(Required work)
Of the entries that follow, how many lines hold the word "instance"? Reply with the number only.

(Data entries)
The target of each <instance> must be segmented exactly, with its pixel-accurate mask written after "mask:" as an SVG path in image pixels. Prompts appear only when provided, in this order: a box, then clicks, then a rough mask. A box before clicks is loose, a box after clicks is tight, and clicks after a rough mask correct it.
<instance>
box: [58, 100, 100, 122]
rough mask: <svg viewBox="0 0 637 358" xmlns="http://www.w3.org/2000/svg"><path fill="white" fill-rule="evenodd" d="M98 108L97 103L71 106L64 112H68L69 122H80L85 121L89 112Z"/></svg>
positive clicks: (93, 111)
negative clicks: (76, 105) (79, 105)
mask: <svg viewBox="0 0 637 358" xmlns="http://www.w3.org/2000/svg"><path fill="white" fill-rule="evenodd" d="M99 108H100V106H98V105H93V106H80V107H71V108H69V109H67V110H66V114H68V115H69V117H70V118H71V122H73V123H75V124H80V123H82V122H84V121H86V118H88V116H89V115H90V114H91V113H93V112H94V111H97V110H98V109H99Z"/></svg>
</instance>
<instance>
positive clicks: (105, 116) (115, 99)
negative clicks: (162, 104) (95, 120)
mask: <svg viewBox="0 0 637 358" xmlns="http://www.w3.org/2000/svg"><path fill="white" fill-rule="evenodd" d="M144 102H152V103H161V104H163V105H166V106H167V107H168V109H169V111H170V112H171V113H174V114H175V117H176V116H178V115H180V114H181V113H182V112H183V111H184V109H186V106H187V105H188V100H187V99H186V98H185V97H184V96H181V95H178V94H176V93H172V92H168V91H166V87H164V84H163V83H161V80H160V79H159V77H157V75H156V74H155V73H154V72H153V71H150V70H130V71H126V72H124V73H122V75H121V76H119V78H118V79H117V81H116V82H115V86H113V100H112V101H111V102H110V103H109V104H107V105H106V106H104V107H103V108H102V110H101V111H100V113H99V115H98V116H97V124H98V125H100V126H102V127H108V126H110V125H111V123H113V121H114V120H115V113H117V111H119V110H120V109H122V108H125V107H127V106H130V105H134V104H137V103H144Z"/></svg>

(Response to the exercise)
4